| Task requirements |
Pick out every line in the items below that contains the string "castle", and copy each one. Treat uppercase and lowercase as different.

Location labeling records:
====================

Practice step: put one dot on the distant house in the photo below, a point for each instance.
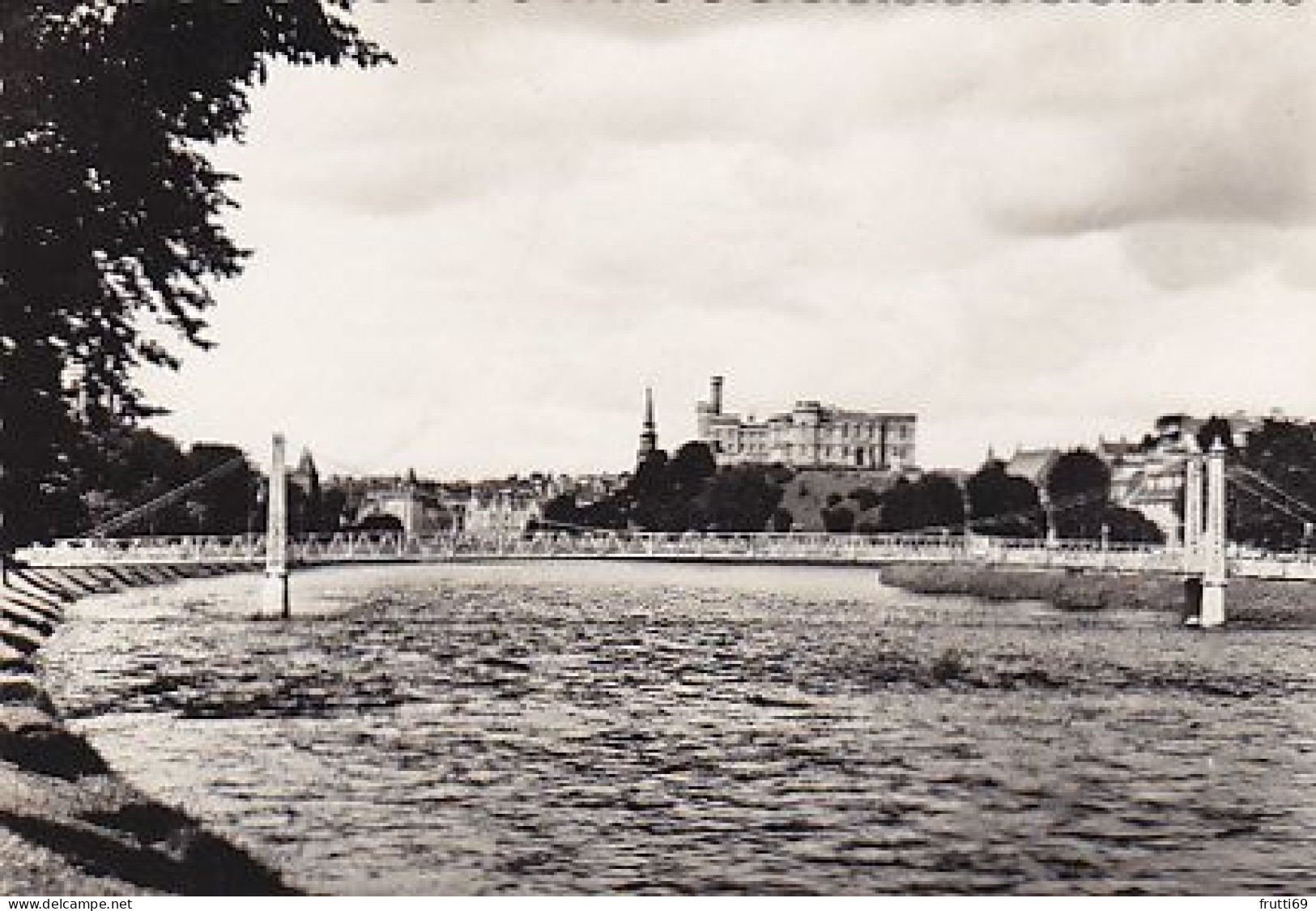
(1033, 465)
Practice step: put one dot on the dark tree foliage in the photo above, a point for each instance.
(933, 502)
(782, 519)
(109, 207)
(691, 466)
(136, 465)
(1003, 504)
(867, 498)
(838, 519)
(1131, 526)
(1212, 429)
(1078, 475)
(229, 503)
(1078, 492)
(740, 498)
(1271, 496)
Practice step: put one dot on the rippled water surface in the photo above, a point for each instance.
(599, 727)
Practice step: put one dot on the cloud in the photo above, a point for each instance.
(1028, 224)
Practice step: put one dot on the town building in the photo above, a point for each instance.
(811, 435)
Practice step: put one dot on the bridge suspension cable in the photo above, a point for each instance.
(164, 500)
(1252, 488)
(1267, 483)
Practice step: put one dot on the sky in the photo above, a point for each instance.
(1028, 224)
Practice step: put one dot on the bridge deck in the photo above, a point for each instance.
(768, 548)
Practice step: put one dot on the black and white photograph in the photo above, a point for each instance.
(638, 448)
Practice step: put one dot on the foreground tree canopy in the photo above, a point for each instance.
(109, 210)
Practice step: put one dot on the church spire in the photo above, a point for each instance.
(649, 435)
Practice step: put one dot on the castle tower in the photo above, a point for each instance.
(649, 435)
(705, 411)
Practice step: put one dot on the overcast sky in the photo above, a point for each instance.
(1027, 224)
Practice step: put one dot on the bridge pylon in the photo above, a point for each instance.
(277, 532)
(1214, 565)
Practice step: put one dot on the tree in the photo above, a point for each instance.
(740, 498)
(109, 207)
(838, 519)
(1004, 504)
(1078, 492)
(1212, 429)
(692, 464)
(932, 503)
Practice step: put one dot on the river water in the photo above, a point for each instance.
(656, 728)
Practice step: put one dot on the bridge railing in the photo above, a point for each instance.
(764, 547)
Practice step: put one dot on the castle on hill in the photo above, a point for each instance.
(810, 435)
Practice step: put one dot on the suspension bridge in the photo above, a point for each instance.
(1204, 553)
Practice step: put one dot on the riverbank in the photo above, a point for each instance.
(69, 824)
(1248, 602)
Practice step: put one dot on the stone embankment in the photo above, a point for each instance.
(1249, 602)
(69, 824)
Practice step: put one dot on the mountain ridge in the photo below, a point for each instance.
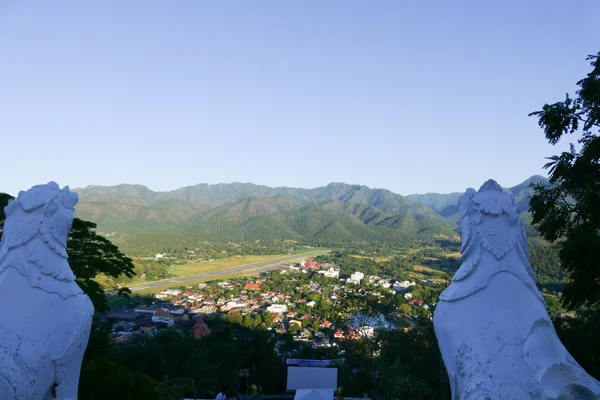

====================

| Solution for this problem |
Practice step: put one dot on the castle tower in the photo above, a point for each instance.
Practice step: put one dot on the castle on hill in the photo above, a point for each instance.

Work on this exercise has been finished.